*Problem to work on*
Copy out all of the material below, replacing every "Annotate" with "Label" and changing nothing else. Omit the pictures.
'''
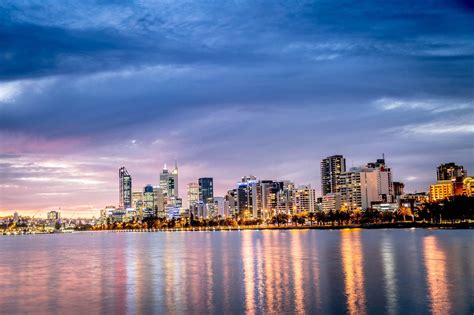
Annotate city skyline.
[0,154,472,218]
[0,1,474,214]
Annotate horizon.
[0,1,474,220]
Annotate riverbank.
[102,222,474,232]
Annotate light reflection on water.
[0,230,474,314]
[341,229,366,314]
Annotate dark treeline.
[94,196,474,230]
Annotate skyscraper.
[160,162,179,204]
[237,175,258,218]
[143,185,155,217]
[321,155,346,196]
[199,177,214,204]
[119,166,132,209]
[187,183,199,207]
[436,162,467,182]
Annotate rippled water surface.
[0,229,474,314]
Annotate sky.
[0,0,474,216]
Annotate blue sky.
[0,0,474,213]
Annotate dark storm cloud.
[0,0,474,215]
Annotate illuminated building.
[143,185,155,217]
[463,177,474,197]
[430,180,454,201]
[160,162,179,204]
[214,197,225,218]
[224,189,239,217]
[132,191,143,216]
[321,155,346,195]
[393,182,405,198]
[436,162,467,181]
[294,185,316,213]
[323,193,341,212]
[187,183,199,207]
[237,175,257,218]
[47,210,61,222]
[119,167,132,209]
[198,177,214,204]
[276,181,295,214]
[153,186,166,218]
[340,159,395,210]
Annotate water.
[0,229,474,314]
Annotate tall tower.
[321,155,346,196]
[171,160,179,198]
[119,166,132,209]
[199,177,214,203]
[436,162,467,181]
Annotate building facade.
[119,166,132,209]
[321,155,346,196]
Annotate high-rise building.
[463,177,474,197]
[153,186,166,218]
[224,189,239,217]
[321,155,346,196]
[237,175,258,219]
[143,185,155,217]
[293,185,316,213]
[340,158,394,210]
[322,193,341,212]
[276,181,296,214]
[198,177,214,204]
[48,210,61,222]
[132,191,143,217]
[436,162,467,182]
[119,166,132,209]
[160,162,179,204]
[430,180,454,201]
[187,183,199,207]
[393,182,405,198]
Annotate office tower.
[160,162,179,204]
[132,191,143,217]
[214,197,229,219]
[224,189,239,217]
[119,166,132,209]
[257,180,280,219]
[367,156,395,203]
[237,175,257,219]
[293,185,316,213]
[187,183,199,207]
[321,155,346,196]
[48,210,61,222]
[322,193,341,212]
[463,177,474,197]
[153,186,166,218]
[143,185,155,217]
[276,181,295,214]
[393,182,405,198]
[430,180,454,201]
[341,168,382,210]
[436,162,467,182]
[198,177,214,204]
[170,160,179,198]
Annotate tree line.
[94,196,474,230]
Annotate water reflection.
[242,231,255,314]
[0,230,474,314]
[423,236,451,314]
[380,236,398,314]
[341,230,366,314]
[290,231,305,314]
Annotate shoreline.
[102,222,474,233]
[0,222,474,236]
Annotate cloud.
'''
*Solution to the exercise*
Label city skyline.
[0,154,472,218]
[0,1,474,214]
Label horizon.
[0,1,474,220]
Label riverbank.
[102,222,474,232]
Label light reflection on water.
[0,230,474,314]
[341,229,366,314]
Label dark treeline.
[94,196,474,230]
Label skyscraper.
[160,162,179,204]
[237,175,258,218]
[143,185,155,217]
[321,155,346,196]
[199,177,214,204]
[119,166,132,209]
[187,183,199,207]
[436,162,467,182]
Label rippled water surface.
[0,229,474,314]
Label sky.
[0,0,474,216]
Label blue sky.
[0,0,474,213]
Label dark storm cloud.
[0,0,474,215]
Label illuminated building.
[143,185,155,217]
[463,177,474,197]
[430,180,454,201]
[160,162,179,204]
[214,197,225,218]
[224,189,239,217]
[132,191,143,216]
[321,155,346,195]
[393,182,405,198]
[436,162,467,181]
[294,185,316,213]
[323,193,341,212]
[187,183,199,207]
[237,175,257,218]
[47,210,61,222]
[119,167,132,209]
[198,177,214,204]
[276,181,295,214]
[153,186,166,218]
[340,159,395,210]
Label water.
[0,229,474,314]
Label tall tower.
[321,155,346,196]
[171,160,179,198]
[119,166,132,209]
[199,177,214,203]
[436,162,467,181]
Label building facade.
[119,166,132,209]
[321,155,346,196]
Label high-rise building.
[463,177,474,197]
[153,186,166,218]
[224,189,239,217]
[321,155,346,196]
[237,175,258,219]
[143,185,155,217]
[293,185,316,213]
[340,158,394,210]
[322,193,341,212]
[276,181,296,214]
[198,177,214,204]
[48,210,61,222]
[132,191,143,217]
[436,162,467,182]
[119,166,132,209]
[160,162,179,204]
[430,180,454,201]
[187,183,199,207]
[393,182,405,198]
Label office tower.
[160,162,179,204]
[132,191,143,217]
[214,197,229,219]
[224,189,239,217]
[119,166,132,209]
[257,180,280,219]
[367,156,395,203]
[237,175,257,219]
[293,185,316,213]
[187,183,199,207]
[321,155,346,196]
[48,210,61,222]
[322,193,341,212]
[463,177,474,197]
[153,186,166,218]
[143,185,155,217]
[276,181,295,214]
[393,182,405,198]
[430,180,454,201]
[341,168,382,210]
[436,162,467,182]
[198,177,214,204]
[170,160,179,198]
Label tree line.
[94,196,474,230]
Label water reflection.
[242,231,255,314]
[0,230,474,314]
[423,236,451,314]
[380,236,398,314]
[341,230,366,314]
[290,231,305,314]
Label shoreline.
[102,222,474,233]
[0,222,474,236]
Label cloud.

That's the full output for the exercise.